• _WHAT TO DO_
A - From the article on Bezos's shareholder letter below, reproduce everything from "On Size: How" down to "period of time.".
B - In the article on Bezos's shareholder letter below, what share of retail does Bezos say remains offline?

Amazon CEO Jeff Bezos has, in a letter to shareholders, spoken at length on the benefits of the company for their partner sellers, as well as for the market at large. He cites third party profits and setting standards in labour practices as the positive results of Amazon’s policies. Parts of the the letter are also seen as a response to US Senator Elizabeth Warren’s post on the need to “break up Amazon, Google, and Facebook“.

Amazon’s success and market health

Bezos extolled the fortunes of third-party sellers on the platform, citing a 50% growth rate of non-Amazon products sold through the platform over the past two decades. This beats the growth of the company’s own products on its platform, cited at about 25%. Bezos uses this to argue that the company’s services do more to create value for third parties than it does to further their own success. To put it bluntly, he writes:

“Third-party sellers are kicking our first party butt. Badly.

The letter is seen as a response to calls by American Senator Elizabeth Warren to introduce more effective regulatory mechanisms to ensure that Amazon’s growth does not stifle other market entrants from providing competition. She argues that the control that the companies posses over the way consumers use the online services compromise the interests of users:

“Venture capitalists are now hesitant to fund new startups to compete with these big tech companies because it’s so easy for the big companies to either snap up growing competitors or drive them out of business. The number of tech startups has slumped, there are fewer high-growth young firms typical of the tech industry, and first financing rounds for tech startups have declined 22% since 2012.”

On Size: How big is too big?

Bezos: Amazon today remains a small player in global retail. We represent a low single-digit percentage of the retail market, and there are much larger retailers in every country where we operate. And that’s largely because nearly 90% of retail remains offline, in brick and mortar stores.

“Nearly half of all e-commerce goes through Amazon. More than 70% of all Internet traffic goes through sites owned or operated by Google or Facebook.”

Bezos makes a case for the justification of Amazon’s size: that the quality and range of services have won out in the market over time, despite significant competition. The size, it follows, is the market’s reward for providing the best services over an extended period of time.

• _DATA SEGMENT_
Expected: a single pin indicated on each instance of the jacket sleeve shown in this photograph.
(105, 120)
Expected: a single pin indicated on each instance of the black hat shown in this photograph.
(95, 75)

• _ANSWERS FOR THE EXERCISE_
A -
On Size: How big is too big?

Bezos: Amazon today remains a small player in global retail. We represent a low single-digit percentage of the retail market, and there are much larger retailers in every country where we operate. And that’s largely because nearly 90% of retail remains offline, in brick and mortar stores.

“Nearly half of all e-commerce goes through Amazon. More than 70% of all Internet traffic goes through sites owned or operated by Google or Facebook.”

Bezos makes a case for the justification of Amazon’s size: that the quality and range of services have won out in the market over time, despite significant competition. The size, it follows, is the market’s reward for providing the best services over an extended period of time.

B - Nearly 90%.